* [GIVEN EXERCISE] Output every line below verbatim and in its original order, with no additions or omissions.

* [SUPPLIED DATA]
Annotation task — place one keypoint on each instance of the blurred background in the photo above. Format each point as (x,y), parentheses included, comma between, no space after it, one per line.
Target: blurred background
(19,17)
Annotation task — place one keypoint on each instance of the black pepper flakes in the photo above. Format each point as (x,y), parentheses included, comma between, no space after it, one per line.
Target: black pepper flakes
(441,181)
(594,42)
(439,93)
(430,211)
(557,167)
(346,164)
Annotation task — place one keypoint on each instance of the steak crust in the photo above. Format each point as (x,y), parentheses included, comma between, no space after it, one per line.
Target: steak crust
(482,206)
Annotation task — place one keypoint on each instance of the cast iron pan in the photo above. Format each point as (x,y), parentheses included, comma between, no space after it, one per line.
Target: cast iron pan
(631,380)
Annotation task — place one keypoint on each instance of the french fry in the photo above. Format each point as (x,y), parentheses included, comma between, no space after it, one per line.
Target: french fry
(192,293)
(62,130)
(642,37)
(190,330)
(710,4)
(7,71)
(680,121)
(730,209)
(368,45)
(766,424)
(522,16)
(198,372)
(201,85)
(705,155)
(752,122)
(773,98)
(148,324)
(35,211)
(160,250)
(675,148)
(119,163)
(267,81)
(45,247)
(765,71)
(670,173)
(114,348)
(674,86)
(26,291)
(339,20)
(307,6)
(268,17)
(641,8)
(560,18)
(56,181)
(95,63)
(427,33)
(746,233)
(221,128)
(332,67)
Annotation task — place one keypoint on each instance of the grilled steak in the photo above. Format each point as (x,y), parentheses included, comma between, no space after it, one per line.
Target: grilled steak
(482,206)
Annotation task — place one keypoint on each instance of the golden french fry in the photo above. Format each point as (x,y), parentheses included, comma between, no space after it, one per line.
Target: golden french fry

* [CORRECT OUTPUT]
Annotation task — place one keypoint on each instance of the blurred background in the photo above. Format each point as (x,y), parentheses included, comma between, no space after it, one per line.
Target: blurred background
(19,17)
Annotation task — place one keypoint on each instance of the black pepper flakes in the photo above. Format each point as (x,y), parentheses included, comma between, no space after it, one per line.
Target: black pepper flakes
(441,181)
(594,42)
(439,93)
(430,211)
(557,167)
(346,164)
Annotation task — place one keypoint on each instance of the steak crust in the photo above. Format each point as (x,y), parentheses included, comma between, no space after it, one per line.
Target: steak crust
(482,206)
Annotation task — place one keypoint on each instance of the cast iron pan in the photo above. Format each point as (x,y), parentheses included, comma between, no space after it, one per line.
Target: cast iron pan
(631,380)
Annotation task — place one keypoint on each instance of the french fry in the photo above. Format each point as (x,y), parentheses included, comma between, no space after it, one per line.
Target: french fry
(192,293)
(62,130)
(642,37)
(190,330)
(710,4)
(7,71)
(680,121)
(730,209)
(368,45)
(766,424)
(522,16)
(198,372)
(201,85)
(705,155)
(752,122)
(773,98)
(148,324)
(35,211)
(160,250)
(675,148)
(119,163)
(267,81)
(45,247)
(765,71)
(670,173)
(114,348)
(674,86)
(26,291)
(339,20)
(307,6)
(268,17)
(641,8)
(560,18)
(56,181)
(95,63)
(427,33)
(746,233)
(221,128)
(332,67)
Annotation task — place one keypoint on each instance of the grilled steak in the photo above. Format each point as (x,y), parentheses included, comma between, no space after it, one per line.
Target: grilled steak
(482,206)
Annotation task — place one keypoint on each instance of the golden french fry in the photo above. Format each point as (x,y), parentheses included, comma between, no space after it, one per line.
Target: golden french fry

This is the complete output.